_Records of labeled points_
⟨

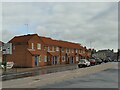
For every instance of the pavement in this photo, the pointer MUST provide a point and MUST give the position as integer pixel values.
(47, 79)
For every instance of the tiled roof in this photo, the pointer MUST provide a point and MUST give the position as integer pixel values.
(53, 53)
(24, 38)
(49, 41)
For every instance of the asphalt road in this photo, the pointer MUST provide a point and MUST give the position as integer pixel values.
(104, 79)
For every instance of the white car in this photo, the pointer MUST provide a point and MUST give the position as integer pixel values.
(83, 62)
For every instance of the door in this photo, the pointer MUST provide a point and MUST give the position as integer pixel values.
(36, 60)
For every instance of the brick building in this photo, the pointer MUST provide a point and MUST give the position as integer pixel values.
(32, 50)
(1, 51)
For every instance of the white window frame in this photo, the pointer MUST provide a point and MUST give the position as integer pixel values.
(62, 49)
(53, 48)
(48, 48)
(77, 59)
(40, 58)
(57, 48)
(45, 58)
(63, 58)
(38, 46)
(76, 50)
(32, 45)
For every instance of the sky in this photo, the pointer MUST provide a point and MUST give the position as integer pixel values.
(92, 24)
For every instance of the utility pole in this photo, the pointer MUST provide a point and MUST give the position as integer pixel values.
(27, 27)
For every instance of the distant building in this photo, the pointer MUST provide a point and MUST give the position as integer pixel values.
(36, 51)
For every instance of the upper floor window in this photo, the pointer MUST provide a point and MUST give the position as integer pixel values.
(57, 48)
(48, 48)
(53, 48)
(45, 58)
(62, 50)
(76, 50)
(38, 46)
(39, 58)
(72, 50)
(63, 58)
(1, 48)
(77, 59)
(32, 45)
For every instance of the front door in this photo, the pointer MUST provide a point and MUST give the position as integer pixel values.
(36, 60)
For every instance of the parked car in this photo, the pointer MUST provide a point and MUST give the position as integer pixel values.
(98, 61)
(92, 61)
(9, 65)
(83, 63)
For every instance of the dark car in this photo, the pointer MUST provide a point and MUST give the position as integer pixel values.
(92, 61)
(98, 61)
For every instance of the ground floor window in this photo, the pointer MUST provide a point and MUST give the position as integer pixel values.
(39, 58)
(54, 59)
(77, 59)
(63, 58)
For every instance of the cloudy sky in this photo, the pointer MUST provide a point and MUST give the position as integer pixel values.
(93, 24)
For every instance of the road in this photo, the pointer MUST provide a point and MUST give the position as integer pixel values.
(104, 79)
(50, 79)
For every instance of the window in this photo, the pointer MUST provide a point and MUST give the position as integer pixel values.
(69, 50)
(48, 58)
(39, 58)
(63, 58)
(48, 48)
(1, 48)
(57, 48)
(45, 58)
(38, 46)
(62, 50)
(32, 45)
(53, 48)
(77, 58)
(76, 50)
(44, 48)
(72, 50)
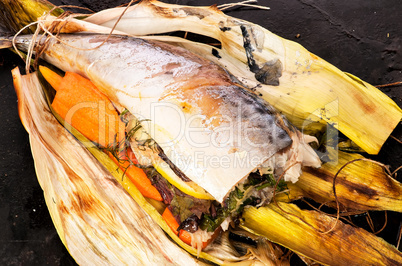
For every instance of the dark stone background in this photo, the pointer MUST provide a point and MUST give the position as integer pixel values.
(361, 37)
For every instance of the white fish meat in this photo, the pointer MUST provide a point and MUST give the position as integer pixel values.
(212, 129)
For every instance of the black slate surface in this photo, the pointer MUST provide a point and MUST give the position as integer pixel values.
(361, 37)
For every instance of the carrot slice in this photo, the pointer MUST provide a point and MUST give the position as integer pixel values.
(135, 174)
(80, 103)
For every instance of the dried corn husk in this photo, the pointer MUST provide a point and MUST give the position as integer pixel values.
(96, 219)
(71, 221)
(356, 189)
(310, 90)
(309, 233)
(99, 215)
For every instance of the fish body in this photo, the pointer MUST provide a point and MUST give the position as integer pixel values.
(213, 130)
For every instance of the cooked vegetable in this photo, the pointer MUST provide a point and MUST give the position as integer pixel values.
(310, 102)
(268, 65)
(82, 106)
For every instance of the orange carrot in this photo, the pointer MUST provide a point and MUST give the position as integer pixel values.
(184, 235)
(81, 105)
(89, 111)
(135, 174)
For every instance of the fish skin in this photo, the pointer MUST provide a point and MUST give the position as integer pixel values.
(193, 109)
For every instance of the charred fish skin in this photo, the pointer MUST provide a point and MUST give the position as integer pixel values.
(194, 111)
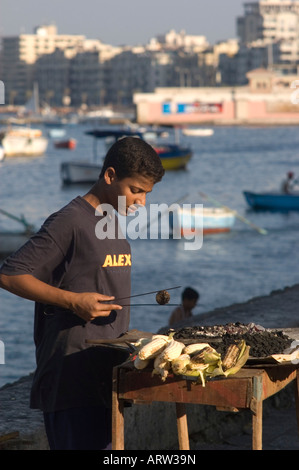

⟩

_The exercise_
State how many lines of the listing above contain the string "dark", where case counts, and give only the number.

_Solution to the exercise_
2